%%
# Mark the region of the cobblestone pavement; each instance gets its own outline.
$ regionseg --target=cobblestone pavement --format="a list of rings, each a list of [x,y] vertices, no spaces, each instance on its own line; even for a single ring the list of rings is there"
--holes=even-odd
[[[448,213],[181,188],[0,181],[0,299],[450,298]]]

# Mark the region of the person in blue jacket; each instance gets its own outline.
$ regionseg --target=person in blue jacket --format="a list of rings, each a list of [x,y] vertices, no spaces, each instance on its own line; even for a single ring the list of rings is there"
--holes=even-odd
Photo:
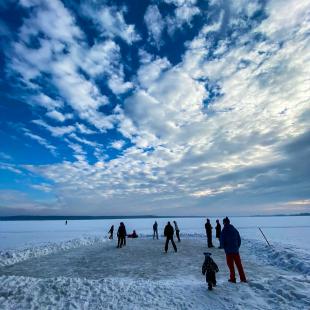
[[[241,263],[241,258],[239,255],[239,248],[241,245],[241,238],[238,230],[230,224],[230,220],[228,217],[223,219],[224,228],[221,232],[221,247],[224,248],[226,253],[226,262],[227,266],[230,271],[230,278],[229,282],[236,283],[236,276],[235,276],[235,268],[234,264],[236,264],[240,281],[247,282],[245,273],[243,270],[243,266]]]

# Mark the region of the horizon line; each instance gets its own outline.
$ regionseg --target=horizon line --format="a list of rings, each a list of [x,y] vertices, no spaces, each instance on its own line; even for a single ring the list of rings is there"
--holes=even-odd
[[[229,217],[269,217],[269,216],[310,216],[310,213],[293,214],[254,214],[254,215],[230,215]],[[4,215],[0,221],[13,220],[96,220],[96,219],[134,219],[134,218],[207,218],[225,217],[225,215]]]

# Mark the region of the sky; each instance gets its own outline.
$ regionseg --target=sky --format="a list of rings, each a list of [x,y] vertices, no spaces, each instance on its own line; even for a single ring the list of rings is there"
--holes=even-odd
[[[0,215],[310,212],[307,0],[0,0]]]

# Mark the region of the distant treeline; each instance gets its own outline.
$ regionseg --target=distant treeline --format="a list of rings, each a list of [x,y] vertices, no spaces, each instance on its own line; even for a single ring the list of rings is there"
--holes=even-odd
[[[273,215],[246,215],[246,216],[231,216],[231,217],[270,217],[270,216],[310,216],[310,213],[298,214],[273,214]],[[113,215],[113,216],[84,216],[84,215],[14,215],[0,216],[0,221],[74,221],[74,220],[113,220],[113,219],[148,219],[148,218],[198,218],[205,217],[203,215],[175,216],[175,215]],[[216,216],[210,216],[210,218]],[[222,216],[218,216],[222,218]]]
[[[156,215],[132,215],[132,216],[41,216],[41,215],[15,215],[0,216],[0,221],[65,221],[65,220],[113,220],[113,219],[147,219],[147,218],[177,218],[177,217],[202,217],[202,216],[156,216]]]
[[[310,213],[252,215],[251,217],[268,217],[268,216],[310,216]]]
%%
=== Activity ===
Only lines holding the word "pavement" are wanted; copy each one from the listing.

=== Exercise answer ===
# Mark the region of the cobblestone pavement; each instance gets its own outline.
$ regionseg --target=cobblestone pavement --format="a list of rings, each a list of [x,y] vertices, no spaces, each instance on its own line; even for a single ring the list of rings is there"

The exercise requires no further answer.